▶ Work required
Rewrite the material below with every "marker" changed to "pin" and nothing else altered.

▶ Records for this task
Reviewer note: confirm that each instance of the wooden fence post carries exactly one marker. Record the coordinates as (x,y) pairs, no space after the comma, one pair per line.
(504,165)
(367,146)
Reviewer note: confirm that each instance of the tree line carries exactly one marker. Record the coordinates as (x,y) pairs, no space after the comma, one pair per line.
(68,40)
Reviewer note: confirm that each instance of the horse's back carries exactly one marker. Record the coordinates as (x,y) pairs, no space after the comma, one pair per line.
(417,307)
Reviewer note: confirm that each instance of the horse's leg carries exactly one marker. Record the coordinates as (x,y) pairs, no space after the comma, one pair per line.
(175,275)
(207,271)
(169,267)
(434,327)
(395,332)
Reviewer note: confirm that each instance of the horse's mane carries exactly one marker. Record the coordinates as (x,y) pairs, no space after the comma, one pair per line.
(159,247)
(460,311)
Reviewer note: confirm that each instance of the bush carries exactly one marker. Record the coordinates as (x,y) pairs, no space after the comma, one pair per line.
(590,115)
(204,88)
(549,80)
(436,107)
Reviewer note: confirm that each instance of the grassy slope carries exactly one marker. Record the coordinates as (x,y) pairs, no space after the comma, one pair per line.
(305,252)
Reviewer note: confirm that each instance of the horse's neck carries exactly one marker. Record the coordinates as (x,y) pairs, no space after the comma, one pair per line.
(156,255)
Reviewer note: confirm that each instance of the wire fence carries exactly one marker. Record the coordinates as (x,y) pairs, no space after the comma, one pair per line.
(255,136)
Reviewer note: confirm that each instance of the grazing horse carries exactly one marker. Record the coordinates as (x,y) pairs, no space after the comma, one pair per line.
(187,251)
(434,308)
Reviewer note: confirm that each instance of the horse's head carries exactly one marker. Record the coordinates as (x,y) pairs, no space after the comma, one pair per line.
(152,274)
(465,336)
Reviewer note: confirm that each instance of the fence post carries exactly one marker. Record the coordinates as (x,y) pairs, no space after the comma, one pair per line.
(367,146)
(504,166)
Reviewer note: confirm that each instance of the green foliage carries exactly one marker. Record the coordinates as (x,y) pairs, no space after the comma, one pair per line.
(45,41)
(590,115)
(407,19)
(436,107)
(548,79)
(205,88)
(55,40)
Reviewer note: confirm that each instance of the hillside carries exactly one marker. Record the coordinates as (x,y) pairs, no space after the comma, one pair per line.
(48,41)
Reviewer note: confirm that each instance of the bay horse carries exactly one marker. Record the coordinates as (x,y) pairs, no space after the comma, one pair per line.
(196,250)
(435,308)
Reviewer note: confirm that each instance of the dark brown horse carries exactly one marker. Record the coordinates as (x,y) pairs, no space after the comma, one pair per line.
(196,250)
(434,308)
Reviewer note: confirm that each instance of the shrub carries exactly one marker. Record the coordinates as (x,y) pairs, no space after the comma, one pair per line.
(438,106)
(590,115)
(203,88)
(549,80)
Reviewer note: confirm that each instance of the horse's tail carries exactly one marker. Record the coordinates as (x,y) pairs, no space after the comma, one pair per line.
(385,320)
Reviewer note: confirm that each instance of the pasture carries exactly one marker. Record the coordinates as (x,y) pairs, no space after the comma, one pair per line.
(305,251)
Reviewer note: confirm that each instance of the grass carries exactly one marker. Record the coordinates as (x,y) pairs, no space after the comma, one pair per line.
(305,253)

▶ In response
Reviewer note: confirm that each instance of the wooden fence post carries exactly one pin. Record the coordinates as (x,y) pairs, no space after the comma, one pair per line.
(504,165)
(367,146)
Reviewer note: confirm that each instance of the tree line carries exactly one pin. Record the coordinates as (x,y) pairs, no space after the comma, one pair per line.
(68,40)
Reviewer note: confirm that each instance of the horse's back carries exactly one pin. Record the coordinates as (x,y) pairs, no space after the comma, one pair per line.
(417,307)
Reviewer note: confirm that each instance of the horse's leg carries exactly one pin. Record the coordinates as (x,y) pairs, no space after the comma, one pair per line.
(175,275)
(207,271)
(169,267)
(434,327)
(395,332)
Reviewer note: confirm that each instance of the horse's mane carries exactly one pin. Record the coordinates as (x,y) pairs, no space after the comma, one pair per line.
(159,247)
(460,311)
Reviewer note: confirm that each instance of the bush carries exactly one pin. Record the coordinates as (x,y) pairs, no space after the comma, one pair per line.
(590,115)
(204,88)
(549,80)
(436,107)
Reviewer note: confirm that each instance of the grassy slope carries exactly one pin. Record the coordinates as (x,y) pairs, no space after the comma, one pair per line.
(305,252)
Reviewer note: confirm that each instance of the horse's neck carries exactly one pin. Record the coordinates as (x,y) pairs, no space after the comma, one pair per line.
(156,255)
Reviewer note: confirm that each instance of the wire fence carries exactly one pin. Record the coordinates as (x,y) pairs, no space after the comma, one pair per line.
(255,136)
Reviewer note: confirm that each instance of the grazing horse carries exactly one pin. Record the coordinates as (x,y) pairs, no space after the comma, one pair per line.
(187,251)
(434,308)
Reviewer note: confirm that each instance of the horse's head carries exactly one pin. Record the coordinates as (x,y) pairs, no space after the comma, one pair per line.
(152,274)
(465,336)
Reviewer note: confirm that each instance of the fence post carries exactly one pin. Record the coordinates as (x,y) pairs, no space after the comma, one pair per line.
(367,146)
(504,166)
Reviewer note: confirm that each instance of the green foliage carries exactly one pin. Record the coordinates as (x,y) pairs, no space after the comma, one pair per line.
(45,41)
(590,115)
(407,19)
(436,107)
(548,79)
(205,88)
(55,40)
Reviewer note: confirm that each instance of the hillside carries exactly one pin. Record the coordinates as (x,y) pairs, no space after the comma, one pair per line.
(48,41)
Reviewer note: confirm that each instance of the bay horse carries exactly one pin. Record the coordinates as (x,y) pairs, no space after the comma, one pair per line.
(196,250)
(435,308)
Reviewer note: confirm that each instance of the dark brown horse carries exactly one pin. Record the coordinates as (x,y) pairs, no space after the comma, one pair per line.
(196,250)
(434,308)
Reviewer note: confirm that each instance of the shrub carries exactly one pin. Record the coordinates as (x,y) pairs, no space after the comma, one pair per line.
(438,106)
(590,115)
(203,88)
(549,80)
Reviewer note: confirm that each instance of the horse's tail carries exactly one pin. Record the coordinates as (x,y) pairs, no space after the comma, one pair per line.
(385,320)
Reviewer note: confirm that each instance of the pasture carries exactly one pin. Record the coordinates as (x,y) pairs, no space after the comma, one pair per line.
(305,251)
Reviewer note: confirm that each instance of the grass carries exactly one pin. Record the coordinates as (x,y) pairs, no space after the comma, one pair per line.
(305,253)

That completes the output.